Copy the rows again, requests included, beginning at the row that contains "If you would be willing to mark the ceiling fan blade" and continuing through the final row. Offset each answer point coordinate by adding 66, and leave every number in the requests and their format samples as it is.

- - -

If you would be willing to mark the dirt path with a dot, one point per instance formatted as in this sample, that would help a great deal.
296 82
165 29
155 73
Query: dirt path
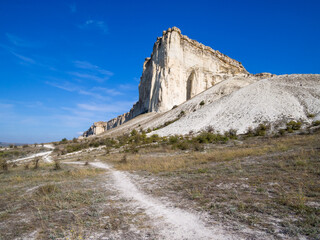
169 222
44 155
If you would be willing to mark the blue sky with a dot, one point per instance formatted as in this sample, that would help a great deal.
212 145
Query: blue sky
66 64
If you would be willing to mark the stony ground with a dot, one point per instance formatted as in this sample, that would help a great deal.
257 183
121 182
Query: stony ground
258 188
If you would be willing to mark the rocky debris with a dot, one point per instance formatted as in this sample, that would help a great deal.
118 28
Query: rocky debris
274 101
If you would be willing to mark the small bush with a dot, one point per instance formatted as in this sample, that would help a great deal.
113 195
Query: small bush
173 139
47 189
232 134
197 146
250 132
124 159
210 129
36 163
183 145
261 130
282 132
4 165
181 114
293 125
57 165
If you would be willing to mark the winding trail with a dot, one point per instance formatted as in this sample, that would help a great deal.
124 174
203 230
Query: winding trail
170 222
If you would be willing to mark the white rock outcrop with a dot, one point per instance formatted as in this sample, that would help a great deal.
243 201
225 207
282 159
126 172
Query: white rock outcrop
95 129
179 68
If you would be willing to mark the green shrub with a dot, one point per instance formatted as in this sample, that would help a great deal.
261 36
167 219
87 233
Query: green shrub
250 132
181 114
232 134
133 132
261 130
173 139
4 165
282 132
184 145
155 138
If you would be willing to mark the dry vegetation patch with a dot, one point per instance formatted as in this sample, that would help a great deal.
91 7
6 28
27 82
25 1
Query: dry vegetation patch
267 184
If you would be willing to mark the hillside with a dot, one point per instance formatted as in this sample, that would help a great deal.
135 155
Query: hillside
274 101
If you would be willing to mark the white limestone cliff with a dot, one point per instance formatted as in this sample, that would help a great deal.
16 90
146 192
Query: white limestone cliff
178 69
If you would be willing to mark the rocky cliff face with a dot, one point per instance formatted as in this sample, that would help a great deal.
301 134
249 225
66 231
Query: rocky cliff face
178 69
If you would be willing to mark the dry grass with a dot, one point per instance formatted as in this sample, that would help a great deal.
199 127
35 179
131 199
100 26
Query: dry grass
268 184
172 162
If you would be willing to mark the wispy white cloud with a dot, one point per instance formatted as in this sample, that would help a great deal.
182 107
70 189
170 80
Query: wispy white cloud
6 105
87 76
24 58
89 66
128 87
64 86
95 24
89 71
109 91
70 87
117 107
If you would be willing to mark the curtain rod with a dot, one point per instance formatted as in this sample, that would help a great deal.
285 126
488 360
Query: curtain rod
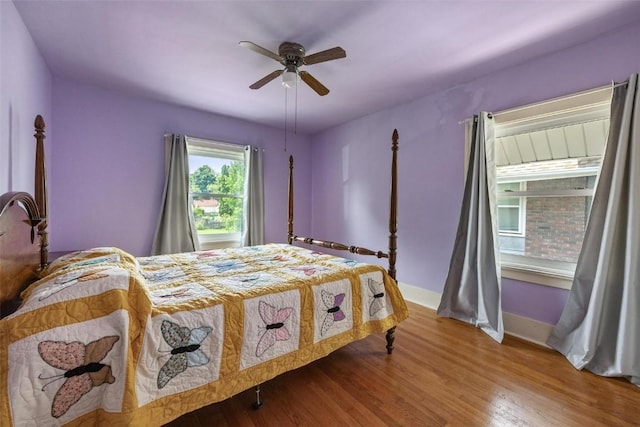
547 101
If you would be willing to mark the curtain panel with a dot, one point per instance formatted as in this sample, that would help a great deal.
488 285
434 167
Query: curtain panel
176 231
253 206
599 326
472 291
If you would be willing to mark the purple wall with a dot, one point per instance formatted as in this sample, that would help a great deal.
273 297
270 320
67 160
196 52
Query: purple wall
431 163
108 177
25 90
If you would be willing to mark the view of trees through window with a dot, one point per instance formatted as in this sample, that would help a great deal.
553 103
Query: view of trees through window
217 195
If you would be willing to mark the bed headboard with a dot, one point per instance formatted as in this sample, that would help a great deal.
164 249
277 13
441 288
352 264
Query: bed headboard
23 232
19 246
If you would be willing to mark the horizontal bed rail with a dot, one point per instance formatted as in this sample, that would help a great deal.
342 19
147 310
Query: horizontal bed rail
339 246
393 217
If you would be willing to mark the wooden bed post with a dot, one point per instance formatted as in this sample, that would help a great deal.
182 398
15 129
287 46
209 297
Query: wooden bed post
290 220
393 225
41 190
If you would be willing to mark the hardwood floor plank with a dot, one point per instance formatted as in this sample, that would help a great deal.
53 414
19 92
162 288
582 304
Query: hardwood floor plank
442 373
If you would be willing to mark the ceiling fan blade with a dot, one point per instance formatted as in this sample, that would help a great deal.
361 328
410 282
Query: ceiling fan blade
325 55
266 79
313 83
266 52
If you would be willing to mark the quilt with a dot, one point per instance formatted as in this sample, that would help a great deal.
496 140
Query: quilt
105 337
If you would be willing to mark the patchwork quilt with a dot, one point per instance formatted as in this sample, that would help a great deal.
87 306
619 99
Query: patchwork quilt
105 337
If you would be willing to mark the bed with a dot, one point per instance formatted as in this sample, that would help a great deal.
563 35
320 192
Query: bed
99 336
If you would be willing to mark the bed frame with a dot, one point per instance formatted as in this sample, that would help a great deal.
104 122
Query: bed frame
393 227
23 256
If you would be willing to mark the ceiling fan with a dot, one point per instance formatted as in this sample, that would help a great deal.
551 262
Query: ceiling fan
292 56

- - -

== OUTPUT ==
If you would be willing to mark the ceiling fan blade with a dot, one point per instance formatted as in this sample, that would help a great deal.
361 328
410 282
Query: ceiling fan blade
391 121
332 145
379 149
332 118
If you would be willing to mark the quilt with a dot, one point per instance formatted as in this sample, that would help a great deal.
496 140
Query: quilt
171 403
If you would be willing to mark the patchwork quilt with a dot, one point per instance formatted as in this sample, that would help a great deal.
87 306
619 99
Query: patchwork quilt
171 403
If you would be willing to mark the bed with a dot, one point per instance formatted as in this sample, that would help a great deal.
563 35
320 192
Query: bed
165 402
If you would be willing to mark the bed frame with a dot, one point per instance formatted as in this sample, that would help a great deal.
104 122
Query: bed frame
459 293
89 322
If you would be willing to mark the ceiling fan with a dot, one point per instance formatted as in this sample, that would help a great deal.
551 262
Query: ceiling fan
358 122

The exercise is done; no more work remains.